- _BRANO DA LEGGERE_:
------------------------------------------------------------

Che i loro nomi evocassero quelli di Charles ed Emma Bovary appare evidente a chiunque; per un flaubertiano appassionato come Martin, però, quei nomi erano segnali quasi certi che la storia già scritta ora si stava inverando davanti ai suoi occhi, proprio in quella Normandia nella quale lo scrittore l’aveva concepita. In quello spazio, dunque, Emma e Charles rivivevano nella coppia di inglesi, che parevano riprodurne quasi il carattere e i comportamenti.

Martin seguiva gli sviluppi dei loro rapporti prevedendoli e manifestava un sentimento un po’ geloso e un po’ preoccupato osservando gli amori adulterini di lei, nella convinzione che alla fine, come Emma nel romanzo, anche Gemma avrebbe posto fine alla propria vita avvelenandosi coll’arsenico. Proprio per evitare questa morte annunciata, egli aveva predisposto una strategia, che infine si era rivelata del tutto inutile, se non dannosa, poiché la sorte della donna sarebbe stata decisa soprattutto dall’insipienza grottesca sua e di altri due uomini, tutti e tre, in modo diverso, innamorati di lei.

------------------------------------------------------------

- _BLOCCO DI DATI_:
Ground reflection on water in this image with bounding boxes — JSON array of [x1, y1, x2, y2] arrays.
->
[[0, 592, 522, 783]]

------------------------------------------------------------

- _CONSEGNA_: Puoi riprodurre per intero, senza cambiare nulla, il brano su Martin e la coppia di inglesi? I dati non hanno alcun ruolo in questo lavoro.

- _SOLUZIONE PROPOSTA_:
Che i loro nomi evocassero quelli di Charles ed Emma Bovary appare evidente a chiunque; per un flaubertiano appassionato come Martin, però, quei nomi erano segnali quasi certi che la storia già scritta ora si stava inverando davanti ai suoi occhi, proprio in quella Normandia nella quale lo scrittore l’aveva concepita. In quello spazio, dunque, Emma e Charles rivivevano nella coppia di inglesi, che parevano riprodurne quasi il carattere e i comportamenti.

Martin seguiva gli sviluppi dei loro rapporti prevedendoli e manifestava un sentimento un po’ geloso e un po’ preoccupato osservando gli amori adulterini di lei, nella convinzione che alla fine, come Emma nel romanzo, anche Gemma avrebbe posto fine alla propria vita avvelenandosi coll’arsenico. Proprio per evitare questa morte annunciata, egli aveva predisposto una strategia, che infine si era rivelata del tutto inutile, se non dannosa, poiché la sorte della donna sarebbe stata decisa soprattutto dall’insipienza grottesca sua e di altri due uomini, tutti e tre, in modo diverso, innamorati di lei.